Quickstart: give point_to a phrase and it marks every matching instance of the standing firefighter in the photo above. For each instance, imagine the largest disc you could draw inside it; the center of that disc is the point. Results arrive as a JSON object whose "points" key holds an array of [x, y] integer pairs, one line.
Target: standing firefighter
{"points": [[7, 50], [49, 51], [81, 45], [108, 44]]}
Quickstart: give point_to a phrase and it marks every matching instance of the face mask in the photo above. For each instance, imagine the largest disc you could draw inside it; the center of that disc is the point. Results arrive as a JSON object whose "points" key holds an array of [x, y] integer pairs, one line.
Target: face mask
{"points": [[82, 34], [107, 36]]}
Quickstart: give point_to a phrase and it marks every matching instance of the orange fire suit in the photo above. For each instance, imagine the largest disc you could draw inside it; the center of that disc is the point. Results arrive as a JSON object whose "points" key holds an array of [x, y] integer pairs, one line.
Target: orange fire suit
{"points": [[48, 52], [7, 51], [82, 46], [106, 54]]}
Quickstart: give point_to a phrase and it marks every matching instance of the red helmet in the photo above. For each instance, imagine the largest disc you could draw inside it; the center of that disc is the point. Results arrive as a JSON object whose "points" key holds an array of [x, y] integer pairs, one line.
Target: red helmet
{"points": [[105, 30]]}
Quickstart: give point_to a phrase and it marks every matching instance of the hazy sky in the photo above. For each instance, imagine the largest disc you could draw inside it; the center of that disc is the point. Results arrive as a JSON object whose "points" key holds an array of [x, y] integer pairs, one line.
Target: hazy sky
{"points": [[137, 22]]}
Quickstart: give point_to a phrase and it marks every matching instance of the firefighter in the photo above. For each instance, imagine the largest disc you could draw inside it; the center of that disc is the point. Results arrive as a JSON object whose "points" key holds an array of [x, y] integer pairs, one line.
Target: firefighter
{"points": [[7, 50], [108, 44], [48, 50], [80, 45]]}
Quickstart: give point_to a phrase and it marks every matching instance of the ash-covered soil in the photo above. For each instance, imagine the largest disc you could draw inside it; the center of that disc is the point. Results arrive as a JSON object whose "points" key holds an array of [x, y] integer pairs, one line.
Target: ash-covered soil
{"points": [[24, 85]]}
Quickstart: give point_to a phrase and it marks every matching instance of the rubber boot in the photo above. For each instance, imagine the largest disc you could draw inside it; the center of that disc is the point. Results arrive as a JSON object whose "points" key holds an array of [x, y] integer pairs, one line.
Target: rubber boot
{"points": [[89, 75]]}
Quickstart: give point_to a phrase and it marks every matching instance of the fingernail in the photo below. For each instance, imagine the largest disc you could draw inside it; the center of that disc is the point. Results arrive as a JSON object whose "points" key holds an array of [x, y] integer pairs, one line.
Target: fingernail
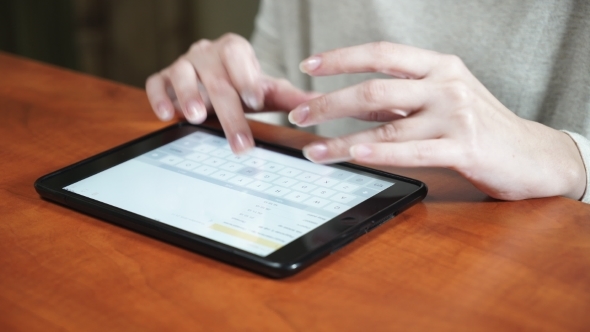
{"points": [[251, 101], [299, 115], [360, 151], [401, 113], [310, 64], [195, 112], [241, 144], [163, 112], [318, 153]]}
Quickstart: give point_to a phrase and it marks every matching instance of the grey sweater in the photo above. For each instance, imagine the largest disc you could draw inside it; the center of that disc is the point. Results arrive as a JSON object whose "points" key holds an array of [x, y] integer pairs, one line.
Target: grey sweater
{"points": [[534, 56]]}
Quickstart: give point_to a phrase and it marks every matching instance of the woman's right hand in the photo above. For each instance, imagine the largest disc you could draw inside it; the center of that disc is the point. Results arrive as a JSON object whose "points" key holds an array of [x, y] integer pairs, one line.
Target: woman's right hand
{"points": [[221, 75]]}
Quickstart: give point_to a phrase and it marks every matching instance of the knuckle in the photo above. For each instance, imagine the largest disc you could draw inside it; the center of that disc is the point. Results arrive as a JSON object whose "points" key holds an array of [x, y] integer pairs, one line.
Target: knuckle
{"points": [[453, 64], [423, 153], [388, 132], [458, 93], [382, 48], [321, 105], [231, 37], [218, 87], [179, 67], [199, 46], [373, 91]]}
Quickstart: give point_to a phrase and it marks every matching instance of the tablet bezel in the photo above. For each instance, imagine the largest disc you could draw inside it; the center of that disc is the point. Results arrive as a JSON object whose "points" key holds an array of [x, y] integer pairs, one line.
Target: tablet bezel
{"points": [[287, 260]]}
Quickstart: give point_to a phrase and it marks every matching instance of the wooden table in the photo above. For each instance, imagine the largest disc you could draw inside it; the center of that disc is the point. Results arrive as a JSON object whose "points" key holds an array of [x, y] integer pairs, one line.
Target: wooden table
{"points": [[457, 261]]}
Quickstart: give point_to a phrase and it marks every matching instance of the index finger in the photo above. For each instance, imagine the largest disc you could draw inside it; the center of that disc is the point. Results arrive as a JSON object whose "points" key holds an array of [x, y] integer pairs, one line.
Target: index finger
{"points": [[382, 57]]}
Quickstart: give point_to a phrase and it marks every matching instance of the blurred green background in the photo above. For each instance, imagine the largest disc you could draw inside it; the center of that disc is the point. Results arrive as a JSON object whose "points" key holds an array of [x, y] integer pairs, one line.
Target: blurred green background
{"points": [[122, 40]]}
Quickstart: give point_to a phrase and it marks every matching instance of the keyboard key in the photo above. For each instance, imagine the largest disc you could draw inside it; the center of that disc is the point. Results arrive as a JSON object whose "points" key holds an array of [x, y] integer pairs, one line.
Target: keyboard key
{"points": [[316, 202], [343, 197], [197, 156], [285, 181], [259, 185], [277, 191], [346, 187], [340, 175], [240, 180], [217, 141], [254, 162], [232, 167], [187, 165], [173, 149], [266, 176], [326, 182], [308, 177], [296, 196], [323, 192], [222, 175], [204, 170], [290, 172], [250, 171], [337, 207], [271, 167], [187, 143], [171, 160], [221, 153], [204, 148], [213, 161], [237, 158], [303, 186], [360, 180]]}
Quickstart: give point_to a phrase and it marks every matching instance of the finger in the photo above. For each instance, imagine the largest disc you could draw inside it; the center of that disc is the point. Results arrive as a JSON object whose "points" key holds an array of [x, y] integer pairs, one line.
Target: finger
{"points": [[185, 83], [369, 96], [226, 102], [155, 87], [403, 130], [383, 116], [392, 59], [281, 95], [421, 153], [244, 71]]}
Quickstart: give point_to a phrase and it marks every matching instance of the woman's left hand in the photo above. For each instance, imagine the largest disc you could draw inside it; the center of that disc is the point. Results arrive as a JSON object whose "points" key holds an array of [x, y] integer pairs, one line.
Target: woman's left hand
{"points": [[438, 114]]}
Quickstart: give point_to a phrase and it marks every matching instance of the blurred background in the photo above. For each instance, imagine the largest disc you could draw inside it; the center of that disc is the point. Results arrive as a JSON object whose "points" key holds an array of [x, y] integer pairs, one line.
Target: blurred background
{"points": [[122, 40]]}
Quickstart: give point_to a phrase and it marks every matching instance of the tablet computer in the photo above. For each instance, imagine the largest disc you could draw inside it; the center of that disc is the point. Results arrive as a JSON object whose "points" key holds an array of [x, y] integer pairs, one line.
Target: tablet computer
{"points": [[270, 210]]}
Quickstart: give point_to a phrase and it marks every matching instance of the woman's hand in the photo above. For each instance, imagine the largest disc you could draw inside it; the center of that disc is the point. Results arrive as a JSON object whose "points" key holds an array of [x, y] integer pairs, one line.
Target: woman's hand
{"points": [[438, 114], [223, 75]]}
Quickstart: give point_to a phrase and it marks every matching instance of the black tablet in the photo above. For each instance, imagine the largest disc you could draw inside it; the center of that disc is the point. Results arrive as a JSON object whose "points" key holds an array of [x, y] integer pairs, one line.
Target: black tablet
{"points": [[270, 210]]}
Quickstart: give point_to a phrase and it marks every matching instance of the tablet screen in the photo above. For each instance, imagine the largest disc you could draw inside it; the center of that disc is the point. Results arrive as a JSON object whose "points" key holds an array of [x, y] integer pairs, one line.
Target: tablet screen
{"points": [[257, 202]]}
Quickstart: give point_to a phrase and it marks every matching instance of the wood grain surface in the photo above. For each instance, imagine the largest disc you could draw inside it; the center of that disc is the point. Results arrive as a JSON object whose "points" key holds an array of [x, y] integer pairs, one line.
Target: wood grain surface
{"points": [[457, 261]]}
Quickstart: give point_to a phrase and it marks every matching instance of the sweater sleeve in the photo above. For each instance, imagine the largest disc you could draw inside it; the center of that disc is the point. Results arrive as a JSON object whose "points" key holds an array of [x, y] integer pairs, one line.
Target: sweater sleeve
{"points": [[584, 146], [266, 39]]}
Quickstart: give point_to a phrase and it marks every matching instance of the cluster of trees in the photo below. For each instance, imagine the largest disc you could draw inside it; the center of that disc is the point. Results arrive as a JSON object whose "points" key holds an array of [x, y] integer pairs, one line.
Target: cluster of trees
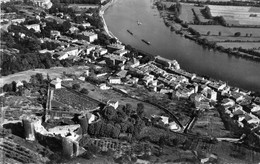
{"points": [[176, 8], [12, 63], [36, 83], [193, 32], [121, 120], [54, 25], [227, 3], [9, 7], [79, 1], [207, 14]]}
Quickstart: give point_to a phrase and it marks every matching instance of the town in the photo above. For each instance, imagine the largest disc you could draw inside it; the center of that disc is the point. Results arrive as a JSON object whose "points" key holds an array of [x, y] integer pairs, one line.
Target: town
{"points": [[84, 96]]}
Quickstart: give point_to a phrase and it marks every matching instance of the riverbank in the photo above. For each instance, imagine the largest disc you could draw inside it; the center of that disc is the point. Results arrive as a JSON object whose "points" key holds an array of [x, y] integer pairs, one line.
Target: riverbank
{"points": [[101, 14], [213, 37]]}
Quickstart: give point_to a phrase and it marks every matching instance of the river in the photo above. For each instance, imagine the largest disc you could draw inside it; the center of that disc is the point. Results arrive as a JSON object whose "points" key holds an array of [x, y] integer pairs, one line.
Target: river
{"points": [[123, 15]]}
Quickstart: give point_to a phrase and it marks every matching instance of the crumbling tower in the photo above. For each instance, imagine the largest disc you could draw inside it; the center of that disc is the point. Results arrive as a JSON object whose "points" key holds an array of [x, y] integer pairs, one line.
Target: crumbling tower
{"points": [[70, 148], [48, 104], [83, 121], [67, 147], [28, 125]]}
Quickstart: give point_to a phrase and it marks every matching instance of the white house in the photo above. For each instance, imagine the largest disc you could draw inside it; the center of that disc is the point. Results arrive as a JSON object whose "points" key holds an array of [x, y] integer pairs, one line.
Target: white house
{"points": [[209, 93], [103, 86], [114, 80], [36, 27], [56, 83], [113, 103], [71, 51], [18, 84], [91, 37]]}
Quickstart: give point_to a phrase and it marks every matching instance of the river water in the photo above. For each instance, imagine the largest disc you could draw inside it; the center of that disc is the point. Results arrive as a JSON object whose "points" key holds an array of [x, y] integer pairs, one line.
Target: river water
{"points": [[124, 14]]}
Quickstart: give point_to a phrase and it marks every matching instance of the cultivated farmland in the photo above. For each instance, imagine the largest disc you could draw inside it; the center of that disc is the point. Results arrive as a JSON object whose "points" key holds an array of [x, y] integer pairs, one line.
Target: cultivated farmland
{"points": [[237, 15], [225, 31], [245, 45]]}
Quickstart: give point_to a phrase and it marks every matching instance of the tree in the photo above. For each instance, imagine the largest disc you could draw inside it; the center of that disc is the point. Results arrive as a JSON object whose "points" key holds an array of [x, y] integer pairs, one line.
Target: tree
{"points": [[76, 86], [237, 34], [109, 113], [140, 109], [7, 88], [128, 109], [81, 28], [66, 25], [84, 91], [14, 86]]}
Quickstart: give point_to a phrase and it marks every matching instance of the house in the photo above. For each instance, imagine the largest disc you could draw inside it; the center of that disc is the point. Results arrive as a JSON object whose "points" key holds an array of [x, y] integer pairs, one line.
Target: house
{"points": [[121, 66], [82, 78], [203, 104], [115, 47], [46, 51], [91, 37], [104, 86], [88, 48], [237, 96], [54, 34], [18, 20], [114, 80], [167, 63], [209, 93], [255, 108], [35, 27], [237, 110], [121, 52], [184, 92], [73, 30], [71, 51], [227, 103], [113, 103], [134, 80], [165, 91], [148, 79], [122, 73], [56, 83], [18, 84], [112, 59], [46, 4], [86, 24], [218, 86]]}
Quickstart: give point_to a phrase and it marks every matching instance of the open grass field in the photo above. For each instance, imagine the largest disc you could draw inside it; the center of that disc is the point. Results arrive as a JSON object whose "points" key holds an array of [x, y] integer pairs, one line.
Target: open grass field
{"points": [[230, 38], [245, 45], [26, 75], [225, 31], [236, 15], [104, 95], [199, 14], [210, 124], [186, 13], [73, 100]]}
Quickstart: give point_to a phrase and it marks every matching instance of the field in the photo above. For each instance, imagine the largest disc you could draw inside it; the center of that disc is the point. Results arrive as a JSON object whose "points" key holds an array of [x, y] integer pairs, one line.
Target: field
{"points": [[73, 100], [245, 45], [186, 13], [104, 95], [236, 15], [210, 124], [26, 75], [230, 38], [225, 31], [199, 14]]}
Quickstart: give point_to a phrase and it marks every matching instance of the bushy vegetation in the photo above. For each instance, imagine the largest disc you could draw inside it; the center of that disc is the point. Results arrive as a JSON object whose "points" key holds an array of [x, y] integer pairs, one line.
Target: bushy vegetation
{"points": [[121, 120]]}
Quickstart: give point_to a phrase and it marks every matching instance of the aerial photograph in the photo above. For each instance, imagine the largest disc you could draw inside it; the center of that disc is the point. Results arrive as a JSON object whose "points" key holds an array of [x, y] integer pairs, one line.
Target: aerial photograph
{"points": [[130, 82]]}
______________________________
Short task: Rewrite the part that opens with the line containing "of the open" and closes with the line containing "Target: open grass field", putting "circle" wherever "disc" appears and leaving everything else as it is.

Result:
Quickstart: give point_to a phrase and it marks every matching instance of the open grass field in the photo above. For each instance, imagine the largest circle you could draw inside it; the center of that circle is the point. Results arrive as a JSON object whose "points" key holds an array of [x, y] integer pairs, one line.
Target: open grass field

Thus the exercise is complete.